__GIVEN REQUEST A__. Pull out every line of the records below that contains the string "catcher".

__PASSAGE__.
----------------------------------------

One of the challenges in writing about a new version of SQL Server is finding out information, especially for the less than detailed technical topics. Consolidation is an interesting topic because it seems simple in theory, but the details of how to proceed and what to do are harder to divine from public knowledge. I've consolidated some servers and to a large extent it was using my experience as a guide to make the sizing decisions or determine if a new instance would overload existing hardware.

But for SQL Server 2005, there is relatively little information here. In fact, very few people have even deployed 2005 into their production environments. There are a couple of interesting white papers on 2000 consolidation and one great one on 2005 performance, but not much between.

So I've struggled to get concrete backing for my writing. And things like these don't help:
  • When you perform your analysis, it is crucial that you understand the impact of consolidation. It is also critical to understand the effects on CPU utilization in the other server processes. The server processes on a single physical server designated as the consolidation server will be affected by applications and server processes such as SQL Server consolidated from other servers onto the consolidation server.
  • You can promote success by performing proper capacity planning and applying solid performance metrics.

----------------------------------------

__INPUT MATERIAL__.

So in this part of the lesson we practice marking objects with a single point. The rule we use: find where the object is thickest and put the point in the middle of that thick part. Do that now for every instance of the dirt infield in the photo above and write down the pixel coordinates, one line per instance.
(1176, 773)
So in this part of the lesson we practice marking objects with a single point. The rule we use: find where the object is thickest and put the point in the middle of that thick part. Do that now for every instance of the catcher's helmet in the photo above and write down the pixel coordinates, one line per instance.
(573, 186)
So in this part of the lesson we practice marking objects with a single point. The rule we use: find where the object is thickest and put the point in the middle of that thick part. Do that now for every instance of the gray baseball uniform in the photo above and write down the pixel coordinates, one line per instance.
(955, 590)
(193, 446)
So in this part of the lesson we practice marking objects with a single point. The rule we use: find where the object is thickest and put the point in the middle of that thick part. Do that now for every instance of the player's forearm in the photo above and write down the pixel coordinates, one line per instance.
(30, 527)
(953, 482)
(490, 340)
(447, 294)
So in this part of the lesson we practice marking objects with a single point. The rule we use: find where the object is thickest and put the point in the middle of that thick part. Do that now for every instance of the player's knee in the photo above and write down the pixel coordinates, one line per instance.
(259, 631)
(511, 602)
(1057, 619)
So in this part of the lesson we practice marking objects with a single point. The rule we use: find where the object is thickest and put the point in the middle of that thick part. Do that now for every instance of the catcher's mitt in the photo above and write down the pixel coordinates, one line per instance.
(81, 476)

----------------------------------------

__GIVEN REQUEST B__.
Answer these questions from the passage on SQL Server consolidation above:
(i) Which version of SQL Server has very few people deployed into production?
(ii) What did the writer mostly rely on to make sizing decisions when consolidating servers?
(iii) What is the subject of the one great white paper on 2005?

__TASK ANSWER A__.
So in this part of the lesson we practice marking objects with a single point. The rule we use: find where the object is thickest and put the point in the middle of that thick part. Do that now for every instance of the catcher's helmet in the photo above and write down the pixel coordinates, one line per instance.
So in this part of the lesson we practice marking objects with a single point. The rule we use: find where the object is thickest and put the point in the middle of that thick part. Do that now for every instance of the catcher's mitt in the photo above and write down the pixel coordinates, one line per instance.

__TASK ANSWER B__.
(i) SQL Server 2005.
(ii) The writer's own experience.
(iii) 2005 performance.